**Texto del documento:**
—————

Walt Disney lleva 5 décadas muerto...


----------



## Lian (1 Jun 2022)

Si, pero aún habiendo demostrado que las acusaciones son falsas y que ha mentido, la carrera de este hombre ha quedado totalmente dañada, ya que como dice la noticia, Disney ya no contará mas con el en la saga Piratas del Caribe en el caso de que se hiciera otra secuela, y estudios de Hollywood le dan la espalda... que si bien es cierto que no le hace falta el dinero para vivir, a esta gente es lo que menos les preocupa, pero el que estés señalado por algo que no has hecho y te hayan manchado tu reputación, creo que es algo que ya seas rico o pobre, a nadie le gusta y mucho menos le parecería justo.

Para mi no es una victoria como tal, porque me jodo en que se reconozcan las calumnias contra este hombre si luego tu carrera termina enterrada porque "es lo que toca"....


----------



## Murray's (2 Jun 2022)

Lian dijo:


> Si, pero aún habiendo demostrado que las acusaciones son falsas y que ha mentido, la carrera de este hombre ha quedado totalmente dañada, ya que como dice la noticia, Disney ya no contará mas con el en la saga Piratas del Caribe en el caso de que se hiciera otra secuela, y estudios de Hollywood le dan la espalda... que si bien es cierto que no le hace falta el dinero para vivir, a esta gente es lo que menos les preocupa, pero el que estés señalado por algo que no has hecho y te hayan manchado tu reputación, creo que es algo que ya seas rico o pobre, a nadie le gusta y mucho menos le parecería justo.
> 
> Para mi no es una victoria como tal, porque me jodo en que se reconozcan las calumnias contra este hombre si luego tu carrera termina enterrada porque "es lo que toca"....




Este hombre TODO lo bueno que ha podido hacer lo ha hecho ya que lleva más de 35 años en el cine, y ahora hollywood no atraviesa buen momento tampoco desde primeros de siglo y mucho más ahora con ideologia y adoctrinamiento.


----------



## Itanimulli (2 Jun 2022)

Johnny ha abierto la puerta


----------



## Blackest (2 Jun 2022)

Bueno veo que aqui al menos no estamos con chascarrillos de "recordaréis este día como el día que casi atrapasteis a Jack Sparrow" es un avance, porque tomarse a chorrada este asunto es de ser un niño en cuerpo de hombre.

Paradojicamente que este juicio haya sido con jurado popular le ha ayudado, el jurado, es decir las personas en general conocen mas a Johny Depp que a la otra que era una don nadie antes de comenzar todo este enredo. Sólo por ser Johnny Depp ya ha partido de una ventaja con respecto a un hombre estandar.

De todas maneras no creo que vaya a haber un gran cambio social tras el juicio de Depp, dentro de 2 semanas nadie se acordará y todo el "los hombres tambien sufren abuso" o "no hay que creer a nadie por defecto sea hombre o mujer" quedará en nada. Y lo sabéis.

Cuando la sociedad haya cambiado, tranquilos que lo sabréis, eso se sabe.

Veo mucho triunfalismo, la verdad, si claro, la mayoría de la gente a apoyado a Johnny Depp, ha habido muchos hastags de #JusticeforJohnnyDepp , pero los hay porque estas injusticias les pasan sólo a los hombres, a las mujeres no les pasa que un hombre las acuse de maltrato y pierdan toda su carrera.

—————

**Conjunto de tareas:**
(a) ¿Concuerdan con el hilo sobre el juicio de Johnny Depp estas afirmaciones? Contesta sí o no a cada una y cita literalmente las palabras que lo deciden: (i) Lian afirma que Disney ya no contará con él en la saga Piratas del Caribe; (ii) Murray's dice que este hombre lleva más de 35 años en el cine; (iii) Blackest cree que habrá un gran cambio social tras el juicio.
(b) Según Blackest en el hilo sobre el juicio de Johnny Depp, ¿qué tipo de jurado tuvo el juicio?
Las entradas no hacen falta para nada de lo que se pide.

—————

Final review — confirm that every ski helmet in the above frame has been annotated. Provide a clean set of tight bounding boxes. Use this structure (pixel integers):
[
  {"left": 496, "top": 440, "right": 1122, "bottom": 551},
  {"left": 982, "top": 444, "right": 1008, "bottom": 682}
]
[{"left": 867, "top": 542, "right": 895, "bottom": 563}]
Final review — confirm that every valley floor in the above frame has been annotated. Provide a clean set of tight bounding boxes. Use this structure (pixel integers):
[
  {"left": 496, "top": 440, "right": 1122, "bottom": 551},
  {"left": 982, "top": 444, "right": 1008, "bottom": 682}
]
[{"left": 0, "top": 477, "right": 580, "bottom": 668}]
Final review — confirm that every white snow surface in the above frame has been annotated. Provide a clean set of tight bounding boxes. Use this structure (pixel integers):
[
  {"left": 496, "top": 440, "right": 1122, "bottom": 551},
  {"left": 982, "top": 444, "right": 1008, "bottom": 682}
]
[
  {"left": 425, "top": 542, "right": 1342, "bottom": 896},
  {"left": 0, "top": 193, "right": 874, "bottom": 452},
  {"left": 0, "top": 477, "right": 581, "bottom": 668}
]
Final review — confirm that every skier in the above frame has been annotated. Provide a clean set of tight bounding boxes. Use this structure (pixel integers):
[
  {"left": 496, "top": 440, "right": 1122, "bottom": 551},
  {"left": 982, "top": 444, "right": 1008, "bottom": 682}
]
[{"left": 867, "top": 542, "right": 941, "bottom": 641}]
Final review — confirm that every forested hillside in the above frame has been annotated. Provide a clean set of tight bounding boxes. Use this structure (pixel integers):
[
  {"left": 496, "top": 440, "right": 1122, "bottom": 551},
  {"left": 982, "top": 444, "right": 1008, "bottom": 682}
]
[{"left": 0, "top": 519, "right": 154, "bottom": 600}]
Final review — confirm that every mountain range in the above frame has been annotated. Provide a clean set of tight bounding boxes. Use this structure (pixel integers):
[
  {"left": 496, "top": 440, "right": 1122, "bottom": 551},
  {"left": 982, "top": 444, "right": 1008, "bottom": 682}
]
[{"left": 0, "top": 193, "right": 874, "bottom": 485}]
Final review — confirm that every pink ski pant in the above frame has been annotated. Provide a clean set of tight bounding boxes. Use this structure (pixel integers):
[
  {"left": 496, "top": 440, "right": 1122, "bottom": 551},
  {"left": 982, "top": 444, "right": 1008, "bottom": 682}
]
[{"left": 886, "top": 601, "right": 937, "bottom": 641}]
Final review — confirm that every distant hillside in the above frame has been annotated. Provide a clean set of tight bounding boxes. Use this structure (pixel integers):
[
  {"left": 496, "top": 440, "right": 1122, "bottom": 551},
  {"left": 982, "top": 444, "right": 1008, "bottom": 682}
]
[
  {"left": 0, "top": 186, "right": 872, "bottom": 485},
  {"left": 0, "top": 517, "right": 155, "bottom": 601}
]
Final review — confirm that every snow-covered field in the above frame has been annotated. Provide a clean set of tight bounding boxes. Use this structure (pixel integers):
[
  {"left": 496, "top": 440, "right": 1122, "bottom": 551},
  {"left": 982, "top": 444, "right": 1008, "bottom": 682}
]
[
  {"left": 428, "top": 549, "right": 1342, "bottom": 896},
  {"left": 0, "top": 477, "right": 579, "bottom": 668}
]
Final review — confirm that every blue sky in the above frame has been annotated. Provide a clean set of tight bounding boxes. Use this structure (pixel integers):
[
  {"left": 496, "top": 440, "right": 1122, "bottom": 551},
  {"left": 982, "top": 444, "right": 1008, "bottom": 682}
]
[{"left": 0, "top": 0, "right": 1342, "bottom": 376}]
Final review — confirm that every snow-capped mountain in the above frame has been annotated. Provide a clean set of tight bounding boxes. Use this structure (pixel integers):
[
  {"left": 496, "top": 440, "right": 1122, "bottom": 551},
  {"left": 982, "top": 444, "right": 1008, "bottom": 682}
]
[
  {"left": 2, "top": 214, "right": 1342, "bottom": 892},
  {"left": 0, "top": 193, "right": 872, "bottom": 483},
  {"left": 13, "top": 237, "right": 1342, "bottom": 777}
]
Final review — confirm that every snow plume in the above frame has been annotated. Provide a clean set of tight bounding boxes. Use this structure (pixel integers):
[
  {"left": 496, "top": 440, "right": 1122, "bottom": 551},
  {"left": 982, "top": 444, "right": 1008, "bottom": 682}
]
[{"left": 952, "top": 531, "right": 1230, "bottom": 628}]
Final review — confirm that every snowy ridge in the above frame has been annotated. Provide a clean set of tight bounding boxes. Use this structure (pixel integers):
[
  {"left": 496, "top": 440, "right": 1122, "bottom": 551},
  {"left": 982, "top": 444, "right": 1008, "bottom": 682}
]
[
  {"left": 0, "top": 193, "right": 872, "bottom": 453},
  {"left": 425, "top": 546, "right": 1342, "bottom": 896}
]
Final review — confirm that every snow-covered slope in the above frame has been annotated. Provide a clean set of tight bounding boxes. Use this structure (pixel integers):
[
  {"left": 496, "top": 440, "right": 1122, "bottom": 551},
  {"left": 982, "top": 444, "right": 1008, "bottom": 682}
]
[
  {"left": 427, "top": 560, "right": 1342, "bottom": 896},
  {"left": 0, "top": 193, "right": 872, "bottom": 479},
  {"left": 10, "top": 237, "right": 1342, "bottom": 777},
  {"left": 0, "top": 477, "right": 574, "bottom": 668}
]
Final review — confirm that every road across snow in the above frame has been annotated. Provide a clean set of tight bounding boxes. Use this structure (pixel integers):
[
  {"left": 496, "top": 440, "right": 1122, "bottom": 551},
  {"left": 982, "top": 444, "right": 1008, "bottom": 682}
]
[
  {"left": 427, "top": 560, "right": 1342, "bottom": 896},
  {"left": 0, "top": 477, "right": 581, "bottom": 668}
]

—————

**Respuestas por tarea:**
(a)
(i) Sí: "Disney ya no contará mas con el en la saga Piratas del Caribe en el caso de que se hiciera otra secuela".
(ii) Sí: "lleva más de 35 años en el cine".
(iii) No: "no creo que vaya a haber un gran cambio social tras el juicio de Depp".

(b) Un jurado popular.